━━ Page excerpt

Ragland founded STEMulus Academy, a science, technology, engineering, and mathematics program for fifth grade girls in Wake County. She founded the Hilda Pinnix-Ragland Endowment through the North Carolina Community Foundation, which provides scholarships for accounting students at North Carolina A&T State University.

In 2007, she was a recipient of the American Association of Blacks in Energy's James E. Stewart Award. In 2008 she received the North Carolina 4-H Lifetime Achievement Award. In 2012 she was listed as one of the Top 100 Influential Women in Corporate America by Savoy Magazine. She was awarded the Education Award for Leadership in Community Colleges by Joe Biden. In 2017 Triangle Business Journal presented Pinnix-Ragland with the Women in Business Lifetime Achievement Award. She was inducted into the 2020 Lifetime Hall of Fame for NCA&T State University Business School.

━━━━
━━ Stored data

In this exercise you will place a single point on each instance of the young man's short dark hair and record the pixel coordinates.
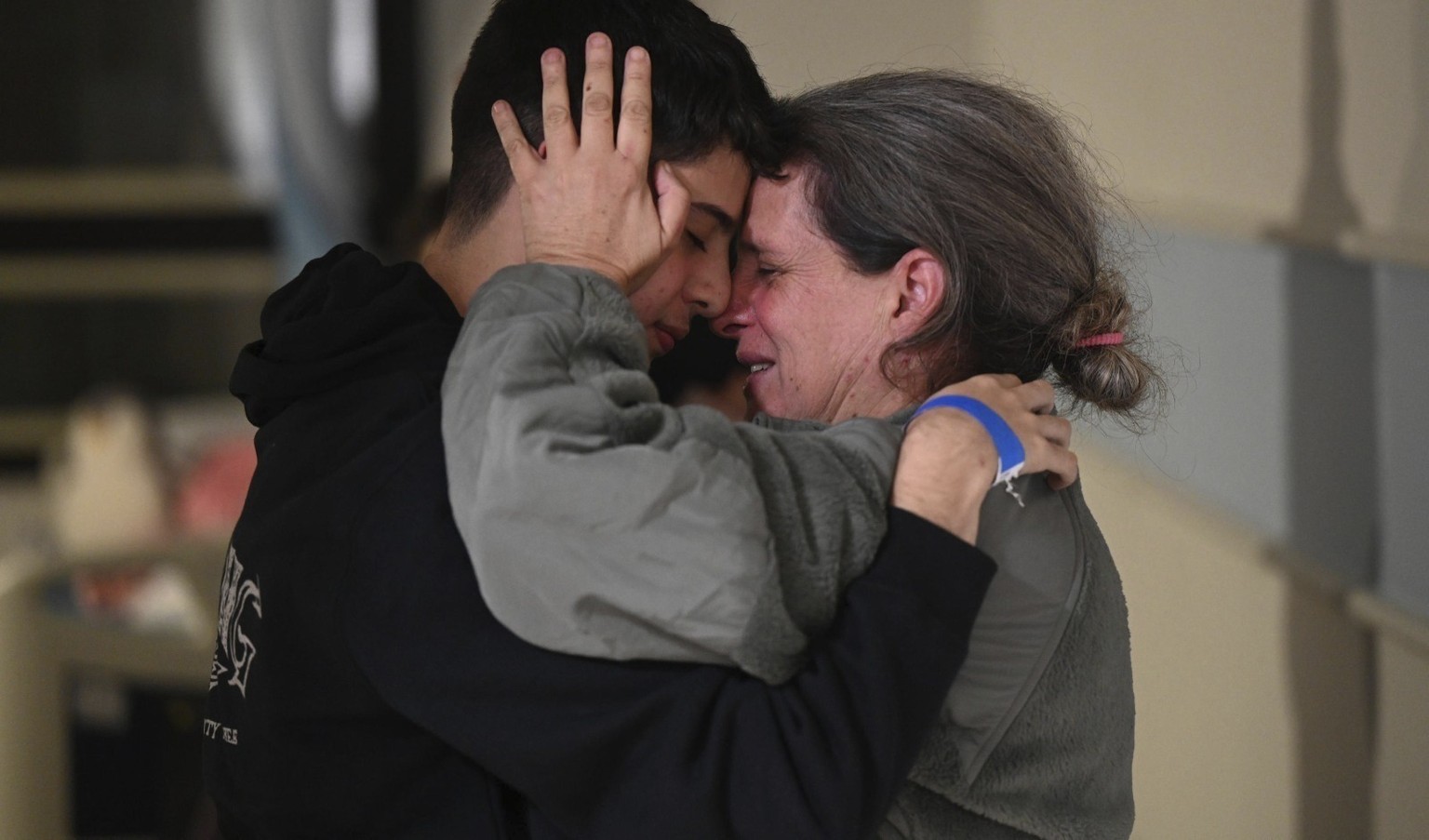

━━━━

> [Tasks to carry out]
[1] Translate this sentence from the Pinnix-Ragland passage into Spanish: "In 2008 she received the North Carolina 4-H Lifetime Achievement Award."
[2] Extend the Pinnix-Ragland passage by writing what comes after its last sentence.
The data has nothing to do with the Pinnix-Ragland passage.

> [Final answers]
[1] En 2008 recibió el Premio a la Trayectoria de 4-H de Carolina del Norte.

[2]
In May 2019, she co-authored the book The Energy Within Us: An Illuminating Perspective from Five Trailblazers with Carolyn Green, Joyce Hayes Giles, Rose McKinney-James and Telisa Toliver.

== Personal life ==
Pinnix-Ragland is married to Alvin Glendale Ragland, a human resources specialist who serves as head of human resources for Sony Ericsson in Research Triangle Park. They have one daughter and live in Cary, North Carolina. She and her husband are members of Carolina Country Club in Raleigh, North Carolina. They were the first African-American members in the country club's 103-year history when they joined in 2013.

She is Episcopalian and teaches Sunday school at St. Ambrose Episcopal Church in Raleigh.